:: Problem description ::
Scan the entries for lines with the word "below", then copy those lines.

Top of Provided material

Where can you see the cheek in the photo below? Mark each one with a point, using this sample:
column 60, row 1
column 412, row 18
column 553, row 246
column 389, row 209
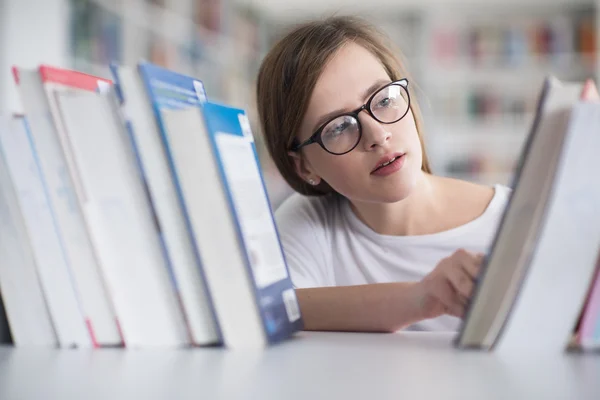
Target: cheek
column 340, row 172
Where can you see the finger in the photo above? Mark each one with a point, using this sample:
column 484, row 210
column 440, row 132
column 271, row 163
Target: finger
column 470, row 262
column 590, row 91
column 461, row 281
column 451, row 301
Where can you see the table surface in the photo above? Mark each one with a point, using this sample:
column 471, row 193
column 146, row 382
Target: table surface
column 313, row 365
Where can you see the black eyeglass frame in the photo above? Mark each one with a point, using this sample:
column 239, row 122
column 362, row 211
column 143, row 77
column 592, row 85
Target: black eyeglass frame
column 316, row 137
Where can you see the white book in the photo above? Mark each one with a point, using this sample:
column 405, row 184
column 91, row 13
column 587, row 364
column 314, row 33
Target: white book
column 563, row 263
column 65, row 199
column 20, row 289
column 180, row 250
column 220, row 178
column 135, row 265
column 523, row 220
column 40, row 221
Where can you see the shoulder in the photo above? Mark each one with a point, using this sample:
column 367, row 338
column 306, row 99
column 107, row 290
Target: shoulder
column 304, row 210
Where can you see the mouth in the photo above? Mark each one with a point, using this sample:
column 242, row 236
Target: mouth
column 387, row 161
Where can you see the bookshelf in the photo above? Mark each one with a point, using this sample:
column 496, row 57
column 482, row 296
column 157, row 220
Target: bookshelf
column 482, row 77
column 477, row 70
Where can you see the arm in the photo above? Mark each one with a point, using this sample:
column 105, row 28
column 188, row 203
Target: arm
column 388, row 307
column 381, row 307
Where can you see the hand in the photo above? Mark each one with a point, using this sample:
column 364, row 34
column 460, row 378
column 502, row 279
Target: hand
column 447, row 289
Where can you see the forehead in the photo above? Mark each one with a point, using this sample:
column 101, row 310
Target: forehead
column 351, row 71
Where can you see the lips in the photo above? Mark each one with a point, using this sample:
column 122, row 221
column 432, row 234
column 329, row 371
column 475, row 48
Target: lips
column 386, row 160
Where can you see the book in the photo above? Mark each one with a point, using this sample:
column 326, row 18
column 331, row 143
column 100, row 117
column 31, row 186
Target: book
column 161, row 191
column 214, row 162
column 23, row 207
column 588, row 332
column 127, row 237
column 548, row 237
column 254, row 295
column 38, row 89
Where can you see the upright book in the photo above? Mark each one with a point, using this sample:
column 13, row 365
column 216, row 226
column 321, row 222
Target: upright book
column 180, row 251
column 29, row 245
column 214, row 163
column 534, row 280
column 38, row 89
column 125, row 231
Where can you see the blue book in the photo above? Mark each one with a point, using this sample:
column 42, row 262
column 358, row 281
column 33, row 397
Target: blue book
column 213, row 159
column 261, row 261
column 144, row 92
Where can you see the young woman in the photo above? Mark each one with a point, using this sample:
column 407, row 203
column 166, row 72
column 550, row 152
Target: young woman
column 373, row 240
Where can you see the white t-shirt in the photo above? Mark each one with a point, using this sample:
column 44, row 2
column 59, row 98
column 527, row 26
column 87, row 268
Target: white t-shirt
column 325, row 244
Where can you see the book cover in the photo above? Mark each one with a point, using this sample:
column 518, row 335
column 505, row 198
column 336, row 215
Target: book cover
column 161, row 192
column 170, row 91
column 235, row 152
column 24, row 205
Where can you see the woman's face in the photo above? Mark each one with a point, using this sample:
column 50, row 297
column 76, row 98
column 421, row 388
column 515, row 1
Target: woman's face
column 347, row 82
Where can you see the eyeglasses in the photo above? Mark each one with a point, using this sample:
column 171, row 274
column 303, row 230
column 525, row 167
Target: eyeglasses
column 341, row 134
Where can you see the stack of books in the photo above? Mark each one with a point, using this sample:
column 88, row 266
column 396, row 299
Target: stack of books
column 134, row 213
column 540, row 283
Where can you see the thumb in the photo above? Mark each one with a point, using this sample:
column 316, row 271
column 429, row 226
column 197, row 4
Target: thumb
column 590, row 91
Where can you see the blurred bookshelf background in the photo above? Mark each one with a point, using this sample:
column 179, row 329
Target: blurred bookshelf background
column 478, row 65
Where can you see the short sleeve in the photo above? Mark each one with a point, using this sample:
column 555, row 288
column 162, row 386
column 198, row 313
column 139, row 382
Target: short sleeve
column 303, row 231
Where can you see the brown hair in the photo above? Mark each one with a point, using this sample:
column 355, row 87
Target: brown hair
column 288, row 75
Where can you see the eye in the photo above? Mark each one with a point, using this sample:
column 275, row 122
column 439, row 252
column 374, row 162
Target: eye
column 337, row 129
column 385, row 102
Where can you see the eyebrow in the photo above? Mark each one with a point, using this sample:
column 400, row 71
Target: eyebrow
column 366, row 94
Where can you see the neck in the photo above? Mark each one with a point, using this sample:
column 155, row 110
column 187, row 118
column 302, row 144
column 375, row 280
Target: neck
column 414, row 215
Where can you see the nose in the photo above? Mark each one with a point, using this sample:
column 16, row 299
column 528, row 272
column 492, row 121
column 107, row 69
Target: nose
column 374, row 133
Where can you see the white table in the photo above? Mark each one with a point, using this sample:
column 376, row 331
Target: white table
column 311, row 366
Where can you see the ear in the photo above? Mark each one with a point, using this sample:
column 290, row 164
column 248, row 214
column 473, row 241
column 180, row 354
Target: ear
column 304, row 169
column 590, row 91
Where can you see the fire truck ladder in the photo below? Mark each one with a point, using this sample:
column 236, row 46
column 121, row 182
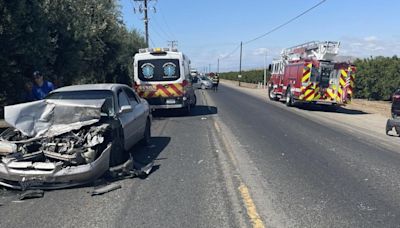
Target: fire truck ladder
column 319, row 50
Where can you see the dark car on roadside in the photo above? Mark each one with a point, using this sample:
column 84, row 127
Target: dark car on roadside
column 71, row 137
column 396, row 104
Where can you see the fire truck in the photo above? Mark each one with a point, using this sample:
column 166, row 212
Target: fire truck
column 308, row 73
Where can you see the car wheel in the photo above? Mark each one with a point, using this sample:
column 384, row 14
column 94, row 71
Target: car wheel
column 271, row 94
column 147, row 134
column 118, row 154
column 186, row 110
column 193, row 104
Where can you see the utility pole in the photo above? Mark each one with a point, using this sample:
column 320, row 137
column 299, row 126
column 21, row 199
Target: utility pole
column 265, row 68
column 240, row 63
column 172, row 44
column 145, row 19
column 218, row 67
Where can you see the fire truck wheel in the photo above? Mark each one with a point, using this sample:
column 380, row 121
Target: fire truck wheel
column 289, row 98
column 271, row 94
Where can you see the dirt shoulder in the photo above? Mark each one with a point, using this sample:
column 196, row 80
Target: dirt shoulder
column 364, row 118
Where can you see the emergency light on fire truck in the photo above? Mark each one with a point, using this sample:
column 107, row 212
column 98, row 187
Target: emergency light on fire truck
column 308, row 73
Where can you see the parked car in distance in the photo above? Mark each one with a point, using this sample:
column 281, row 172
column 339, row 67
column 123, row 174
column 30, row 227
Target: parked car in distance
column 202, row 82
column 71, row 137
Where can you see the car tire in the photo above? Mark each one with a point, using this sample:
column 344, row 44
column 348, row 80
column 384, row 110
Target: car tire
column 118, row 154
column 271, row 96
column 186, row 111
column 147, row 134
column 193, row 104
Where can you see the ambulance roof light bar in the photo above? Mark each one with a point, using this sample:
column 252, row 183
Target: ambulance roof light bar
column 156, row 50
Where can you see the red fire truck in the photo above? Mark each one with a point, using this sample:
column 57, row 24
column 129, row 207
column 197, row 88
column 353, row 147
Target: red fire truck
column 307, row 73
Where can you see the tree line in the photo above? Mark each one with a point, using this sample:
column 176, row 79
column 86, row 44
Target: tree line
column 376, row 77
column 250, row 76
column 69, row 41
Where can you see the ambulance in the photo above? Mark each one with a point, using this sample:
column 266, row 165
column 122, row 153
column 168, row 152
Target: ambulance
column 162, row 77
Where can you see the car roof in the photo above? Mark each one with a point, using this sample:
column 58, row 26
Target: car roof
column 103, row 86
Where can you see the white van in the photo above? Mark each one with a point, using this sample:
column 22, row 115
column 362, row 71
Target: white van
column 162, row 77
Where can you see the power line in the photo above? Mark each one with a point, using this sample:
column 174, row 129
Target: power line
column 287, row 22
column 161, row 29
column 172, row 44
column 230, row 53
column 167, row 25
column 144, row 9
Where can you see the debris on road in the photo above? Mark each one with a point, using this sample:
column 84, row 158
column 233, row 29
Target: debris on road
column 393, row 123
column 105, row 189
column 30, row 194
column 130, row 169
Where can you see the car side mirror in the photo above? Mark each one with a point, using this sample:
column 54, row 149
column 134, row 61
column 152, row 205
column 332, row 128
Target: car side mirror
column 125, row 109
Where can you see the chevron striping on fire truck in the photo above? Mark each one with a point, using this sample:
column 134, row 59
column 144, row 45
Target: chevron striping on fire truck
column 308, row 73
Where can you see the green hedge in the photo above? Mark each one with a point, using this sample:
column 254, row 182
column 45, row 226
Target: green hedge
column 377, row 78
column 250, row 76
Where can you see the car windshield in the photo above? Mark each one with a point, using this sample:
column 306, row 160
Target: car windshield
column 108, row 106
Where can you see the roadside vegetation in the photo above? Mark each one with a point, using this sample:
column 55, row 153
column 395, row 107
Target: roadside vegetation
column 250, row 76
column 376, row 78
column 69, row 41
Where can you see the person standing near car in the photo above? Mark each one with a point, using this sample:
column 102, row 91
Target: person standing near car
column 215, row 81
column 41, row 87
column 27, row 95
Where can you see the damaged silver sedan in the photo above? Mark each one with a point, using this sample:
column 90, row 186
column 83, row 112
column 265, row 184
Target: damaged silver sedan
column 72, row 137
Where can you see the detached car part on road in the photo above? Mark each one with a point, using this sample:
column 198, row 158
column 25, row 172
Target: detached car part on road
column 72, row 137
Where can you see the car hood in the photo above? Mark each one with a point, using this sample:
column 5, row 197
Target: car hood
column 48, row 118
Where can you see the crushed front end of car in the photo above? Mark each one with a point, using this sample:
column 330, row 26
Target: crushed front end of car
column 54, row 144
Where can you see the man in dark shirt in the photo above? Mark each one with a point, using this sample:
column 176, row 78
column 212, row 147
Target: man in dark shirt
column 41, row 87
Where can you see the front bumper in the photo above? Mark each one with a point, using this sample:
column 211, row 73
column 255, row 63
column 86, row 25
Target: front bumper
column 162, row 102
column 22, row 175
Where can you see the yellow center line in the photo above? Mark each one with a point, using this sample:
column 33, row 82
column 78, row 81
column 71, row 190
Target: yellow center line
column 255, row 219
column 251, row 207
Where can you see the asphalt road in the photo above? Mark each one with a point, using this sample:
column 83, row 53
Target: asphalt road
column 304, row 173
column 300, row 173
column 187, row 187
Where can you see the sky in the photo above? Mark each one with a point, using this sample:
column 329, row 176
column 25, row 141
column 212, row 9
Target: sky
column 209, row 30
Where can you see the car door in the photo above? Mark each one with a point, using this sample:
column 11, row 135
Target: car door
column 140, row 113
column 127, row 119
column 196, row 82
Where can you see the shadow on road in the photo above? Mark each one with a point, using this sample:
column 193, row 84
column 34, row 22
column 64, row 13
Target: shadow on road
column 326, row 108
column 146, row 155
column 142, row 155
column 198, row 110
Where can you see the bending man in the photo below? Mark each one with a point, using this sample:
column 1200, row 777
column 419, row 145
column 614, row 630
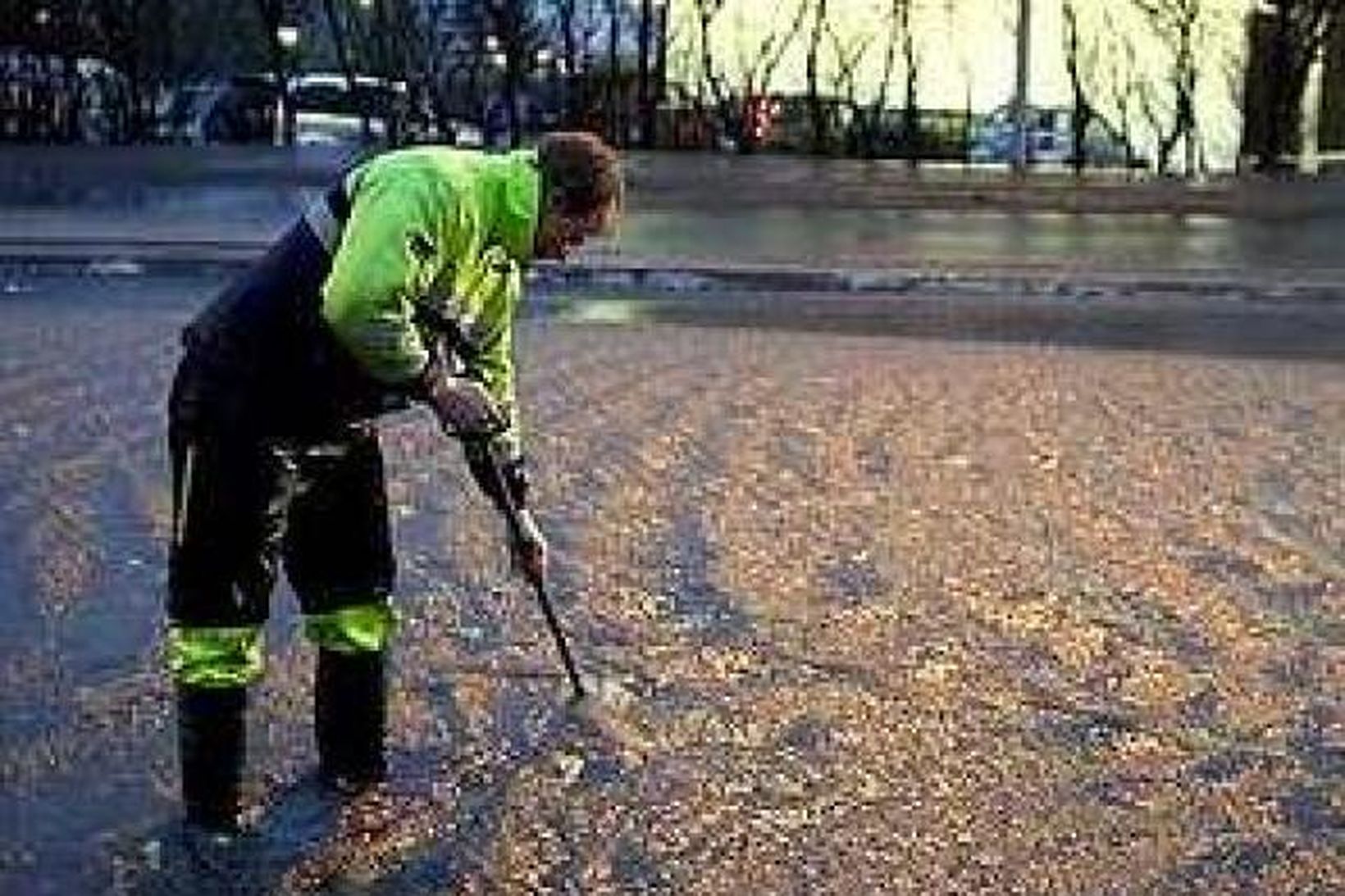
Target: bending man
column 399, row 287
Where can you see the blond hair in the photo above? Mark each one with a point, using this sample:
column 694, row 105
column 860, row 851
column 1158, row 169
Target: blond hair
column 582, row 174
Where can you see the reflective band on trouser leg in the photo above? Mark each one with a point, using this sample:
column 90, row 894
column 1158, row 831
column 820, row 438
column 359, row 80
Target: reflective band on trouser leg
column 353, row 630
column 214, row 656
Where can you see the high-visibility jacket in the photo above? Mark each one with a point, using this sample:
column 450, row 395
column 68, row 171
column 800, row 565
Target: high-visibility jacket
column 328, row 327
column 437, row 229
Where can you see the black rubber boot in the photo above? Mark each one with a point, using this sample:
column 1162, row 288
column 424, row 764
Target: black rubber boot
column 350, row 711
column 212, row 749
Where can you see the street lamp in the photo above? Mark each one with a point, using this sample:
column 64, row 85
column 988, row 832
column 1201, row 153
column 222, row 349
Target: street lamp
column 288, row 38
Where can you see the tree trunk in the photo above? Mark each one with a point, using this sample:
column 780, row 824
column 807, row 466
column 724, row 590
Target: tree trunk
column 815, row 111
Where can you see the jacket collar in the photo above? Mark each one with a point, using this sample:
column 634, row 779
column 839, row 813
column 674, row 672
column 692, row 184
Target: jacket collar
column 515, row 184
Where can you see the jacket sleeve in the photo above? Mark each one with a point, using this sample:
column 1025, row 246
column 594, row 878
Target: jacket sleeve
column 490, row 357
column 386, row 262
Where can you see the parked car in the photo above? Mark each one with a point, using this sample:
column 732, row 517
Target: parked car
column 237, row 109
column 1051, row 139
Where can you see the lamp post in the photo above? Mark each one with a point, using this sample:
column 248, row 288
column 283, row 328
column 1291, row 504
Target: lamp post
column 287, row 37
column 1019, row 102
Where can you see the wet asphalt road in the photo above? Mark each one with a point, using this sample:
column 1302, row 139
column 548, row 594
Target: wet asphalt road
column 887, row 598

Bottom of Provided material

:: Answer section ::
Where can you see the cheek in the photo below? Mark each one with a point, using this sample:
Where can you see the fire truck ladder in the photo below? Mark each one with a point, using this sample:
Where can you see the bending man in the photo below? Mark each one with a point, using this sample:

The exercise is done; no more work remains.